- [Source passage]:
Hardware Induced Latency is the form you'll probably understand best. Your computer has definite capacities that cannot be exceeded. You cannot ask more of your hardware than the absolute maximum. Everything you ask of it that does exceed this maximum is queued in memory until the hardware has time to execute these particular commands. The time that these instructions are kept waiting is what we refer to as Latency.

Operating System (OS) Induced Latency is a bit harder to understand, but not really. The OS provides an interface for hardware management. It takes the work out of the programmer's hands. The OS provides in memory management, I/O and other provisions. It's much harder to tell that you're dealing with OS induced latency but symptoms include a relatively high CPU-utilization or a large strain on your hard drive.
You can't really change your Operating System (unless you're running an open source one, of course). I have never found the problem to be lying with the Operating System itself. I just want you to understand that the Operating System is just another layer that queues your requests before it can handle them, thus increasing the complete latency.

The VM Induced Latency, on the other hand, is something you can do something about. The Java Virtual Machine (JVM) provides Garbage Collection (GC) as you know. It removes those objects that are no longer needed from memory. A lot of people don't really realize what the Garbage Collector does precisely. Does it work alongside your application, or does it interrupt your application? I believe, if I remember Dr. Cummins correctly, that it depends on the strategy your JVM follows. The default strategy for the JVM is to interrupt your program, remove those objects from memory and then allow your program to proceed. Think back to my String concatenation example. You create a String object and then concatenate some characters to this String. The result is a new String object. The JVM now interrupts your application, realising that the first String object is no longer needed and removes it from memory. Then it allows your application to proceed again. This is a vicious circle that makes your application run so much slower. The symptoms for diagnosing whether or not the problem lies with the JVM include high object creation rate and a high CPU utilization.
I think the only real thing you can do about this problem is check your object creation and disposal rates. There are easy light-weight monitoring tools out there like starting the JVM with the -verbose:gc switch. This will keep a log of your Garbage Collector. There are other tools out there (from IBM, for instance) that can present the information in this log in a visual way.

- [Work instruction 1]: In the passage on latency, what does starting the JVM with the -verbose:gc switch do?
- [Work instruction 2]: Continue the passage on latency, beginning right after its last sentence.

- [Point localization data]:
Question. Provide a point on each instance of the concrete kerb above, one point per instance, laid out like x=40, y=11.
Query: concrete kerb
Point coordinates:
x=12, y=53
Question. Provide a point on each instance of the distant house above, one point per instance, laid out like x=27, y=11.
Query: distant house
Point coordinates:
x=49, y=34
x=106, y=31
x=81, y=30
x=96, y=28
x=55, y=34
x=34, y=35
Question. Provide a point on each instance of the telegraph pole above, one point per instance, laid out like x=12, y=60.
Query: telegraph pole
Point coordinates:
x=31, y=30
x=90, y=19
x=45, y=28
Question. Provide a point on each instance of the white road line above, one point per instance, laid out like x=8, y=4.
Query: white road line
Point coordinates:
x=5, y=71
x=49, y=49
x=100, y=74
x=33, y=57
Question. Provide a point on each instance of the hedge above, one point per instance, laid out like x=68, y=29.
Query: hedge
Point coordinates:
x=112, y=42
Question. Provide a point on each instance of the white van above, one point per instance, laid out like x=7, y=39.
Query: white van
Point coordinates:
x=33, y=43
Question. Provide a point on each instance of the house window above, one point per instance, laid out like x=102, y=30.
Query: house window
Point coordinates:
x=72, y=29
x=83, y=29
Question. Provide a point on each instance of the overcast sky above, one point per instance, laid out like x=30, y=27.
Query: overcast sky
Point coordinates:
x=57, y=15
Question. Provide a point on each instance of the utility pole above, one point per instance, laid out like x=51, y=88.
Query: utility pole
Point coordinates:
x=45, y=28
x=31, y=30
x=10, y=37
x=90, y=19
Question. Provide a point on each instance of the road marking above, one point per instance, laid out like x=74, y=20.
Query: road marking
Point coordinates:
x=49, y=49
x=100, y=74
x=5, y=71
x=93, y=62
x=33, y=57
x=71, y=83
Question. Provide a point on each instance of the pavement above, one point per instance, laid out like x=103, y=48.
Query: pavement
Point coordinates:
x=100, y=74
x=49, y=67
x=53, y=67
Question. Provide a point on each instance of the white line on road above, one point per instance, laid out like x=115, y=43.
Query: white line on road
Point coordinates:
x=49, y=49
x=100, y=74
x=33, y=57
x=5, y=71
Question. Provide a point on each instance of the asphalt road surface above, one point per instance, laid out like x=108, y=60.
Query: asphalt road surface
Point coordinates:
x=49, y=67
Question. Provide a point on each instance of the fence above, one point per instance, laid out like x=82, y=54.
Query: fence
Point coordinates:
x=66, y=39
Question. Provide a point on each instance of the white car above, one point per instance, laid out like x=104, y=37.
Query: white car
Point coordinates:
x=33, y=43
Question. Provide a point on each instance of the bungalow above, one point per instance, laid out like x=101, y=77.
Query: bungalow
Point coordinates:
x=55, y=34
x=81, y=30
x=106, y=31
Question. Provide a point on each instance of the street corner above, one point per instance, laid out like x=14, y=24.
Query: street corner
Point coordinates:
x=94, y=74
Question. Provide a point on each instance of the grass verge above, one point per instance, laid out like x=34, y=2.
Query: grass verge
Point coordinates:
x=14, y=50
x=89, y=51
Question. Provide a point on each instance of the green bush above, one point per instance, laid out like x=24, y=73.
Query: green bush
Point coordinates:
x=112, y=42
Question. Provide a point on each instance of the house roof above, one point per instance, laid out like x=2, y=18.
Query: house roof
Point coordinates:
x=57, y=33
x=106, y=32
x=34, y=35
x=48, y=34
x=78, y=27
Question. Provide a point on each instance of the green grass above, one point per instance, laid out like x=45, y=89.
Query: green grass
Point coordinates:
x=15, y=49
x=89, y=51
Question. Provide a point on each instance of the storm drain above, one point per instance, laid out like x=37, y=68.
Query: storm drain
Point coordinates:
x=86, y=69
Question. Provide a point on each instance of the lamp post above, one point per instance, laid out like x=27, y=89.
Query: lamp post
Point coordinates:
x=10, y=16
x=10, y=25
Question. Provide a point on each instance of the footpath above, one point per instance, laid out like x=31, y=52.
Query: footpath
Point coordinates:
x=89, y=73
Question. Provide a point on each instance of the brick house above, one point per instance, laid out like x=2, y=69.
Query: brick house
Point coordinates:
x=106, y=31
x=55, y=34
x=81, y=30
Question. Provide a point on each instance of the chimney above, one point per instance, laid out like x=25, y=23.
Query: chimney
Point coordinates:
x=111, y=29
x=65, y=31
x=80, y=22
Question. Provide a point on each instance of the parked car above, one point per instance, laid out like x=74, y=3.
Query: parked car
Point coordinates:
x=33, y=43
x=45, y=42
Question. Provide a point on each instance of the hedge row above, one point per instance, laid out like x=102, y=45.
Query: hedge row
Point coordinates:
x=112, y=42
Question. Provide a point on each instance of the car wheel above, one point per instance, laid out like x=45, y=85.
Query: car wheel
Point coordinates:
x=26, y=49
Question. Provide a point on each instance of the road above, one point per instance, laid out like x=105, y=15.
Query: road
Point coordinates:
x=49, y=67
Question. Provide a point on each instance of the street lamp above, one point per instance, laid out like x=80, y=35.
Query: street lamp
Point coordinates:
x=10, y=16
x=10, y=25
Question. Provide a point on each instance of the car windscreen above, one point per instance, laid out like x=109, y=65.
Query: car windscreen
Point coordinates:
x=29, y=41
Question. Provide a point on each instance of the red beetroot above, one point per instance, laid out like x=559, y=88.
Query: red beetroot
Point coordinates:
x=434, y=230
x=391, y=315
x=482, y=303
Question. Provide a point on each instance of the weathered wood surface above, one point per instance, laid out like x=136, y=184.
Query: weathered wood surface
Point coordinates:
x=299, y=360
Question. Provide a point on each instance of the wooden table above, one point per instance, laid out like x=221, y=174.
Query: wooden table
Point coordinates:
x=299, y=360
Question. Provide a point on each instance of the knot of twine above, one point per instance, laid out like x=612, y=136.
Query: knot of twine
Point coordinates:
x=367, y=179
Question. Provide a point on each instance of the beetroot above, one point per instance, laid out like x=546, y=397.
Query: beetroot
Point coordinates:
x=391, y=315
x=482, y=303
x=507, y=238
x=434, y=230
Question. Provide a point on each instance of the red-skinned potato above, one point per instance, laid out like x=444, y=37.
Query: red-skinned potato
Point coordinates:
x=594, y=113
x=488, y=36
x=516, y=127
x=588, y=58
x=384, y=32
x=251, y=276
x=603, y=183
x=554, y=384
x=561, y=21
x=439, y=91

- [Expected answer 1]: It keeps a log of the Garbage Collector.

- [Expected answer 2]:
The last form of latency is Application Induced Latency. This is your program itself queuing data before processing it. Think of a deadlock happening. Thread A is waiting to gain access to resource R1 (having just used R2), while Thread B is waiting for resource R2 to be released by Thread A (having just used, and still locking R1). This prevents your application from making forward progress. The symptom for diagnosing whether or not the problem lies with your Application itself is an inability to fully utilize the CPU. You notice the response times aren't too good, but the CPU isn't being used all that intensively anyway. That means that some problem is occurring somewhere in your application, causing threads to be parked. For instance, one thread is waiting for an external system (connected e.g. across the Internet) to respond to a request and no threads can proceed without the answer from the external system. Your CPU doesn't have any work, but your application (or a part of) is halted anyway.
When this problem occurs, I think it's safe to say you may need to do some redesigning of your application, to make it less dependent of external systems. If, on the other hand, it is one of those programs that just needs that one web service to perform its task accordingly, this is not an option.

So those are the four forms of latency that are important to understand. It's important that you realize that sometimes the problem does not lie exactly with your code. Your JVM may be intrusive by halting your application all the time as well. You should check out all four forms of latency and
Hopefully you'll have a better understanding of latency now and realize how the different forms of Latency can affect your application.